**Information given:**
** BEGIN **
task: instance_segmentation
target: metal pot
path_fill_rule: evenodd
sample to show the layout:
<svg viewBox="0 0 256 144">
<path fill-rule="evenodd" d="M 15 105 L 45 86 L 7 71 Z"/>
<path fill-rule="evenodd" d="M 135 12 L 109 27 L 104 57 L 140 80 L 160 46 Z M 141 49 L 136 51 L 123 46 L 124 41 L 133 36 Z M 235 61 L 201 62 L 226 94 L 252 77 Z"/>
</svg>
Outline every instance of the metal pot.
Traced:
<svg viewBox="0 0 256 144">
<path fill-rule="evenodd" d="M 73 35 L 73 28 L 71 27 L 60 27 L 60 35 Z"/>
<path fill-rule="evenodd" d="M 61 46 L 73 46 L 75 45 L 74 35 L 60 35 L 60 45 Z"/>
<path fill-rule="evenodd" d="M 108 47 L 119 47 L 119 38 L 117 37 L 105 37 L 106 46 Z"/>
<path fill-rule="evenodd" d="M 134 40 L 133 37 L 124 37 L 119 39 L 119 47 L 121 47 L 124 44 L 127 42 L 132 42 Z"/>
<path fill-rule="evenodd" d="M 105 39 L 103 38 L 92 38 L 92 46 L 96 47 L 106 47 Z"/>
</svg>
** END **
** BEGIN **
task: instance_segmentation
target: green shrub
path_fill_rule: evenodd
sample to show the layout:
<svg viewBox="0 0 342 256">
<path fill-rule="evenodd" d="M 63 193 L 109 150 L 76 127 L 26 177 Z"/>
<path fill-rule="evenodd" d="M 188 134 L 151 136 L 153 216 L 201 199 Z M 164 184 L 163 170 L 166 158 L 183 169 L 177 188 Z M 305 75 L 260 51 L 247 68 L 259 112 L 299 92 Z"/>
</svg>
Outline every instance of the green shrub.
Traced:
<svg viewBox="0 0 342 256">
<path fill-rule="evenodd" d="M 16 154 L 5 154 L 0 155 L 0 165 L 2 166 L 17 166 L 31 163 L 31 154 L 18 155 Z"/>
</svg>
** END **
** BEGIN **
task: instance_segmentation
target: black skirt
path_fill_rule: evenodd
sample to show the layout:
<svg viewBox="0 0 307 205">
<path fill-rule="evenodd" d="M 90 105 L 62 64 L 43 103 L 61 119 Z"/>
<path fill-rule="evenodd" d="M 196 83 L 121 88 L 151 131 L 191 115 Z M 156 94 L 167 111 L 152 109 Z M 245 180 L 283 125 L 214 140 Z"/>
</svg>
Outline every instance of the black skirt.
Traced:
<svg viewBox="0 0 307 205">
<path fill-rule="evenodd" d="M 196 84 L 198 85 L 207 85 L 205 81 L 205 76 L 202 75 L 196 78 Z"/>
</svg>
** END **
**Stated task:** Count the lines in the data above that contain the string "every", treating uppercase and lowercase as different. Reply with the number only.

**Solution:** 3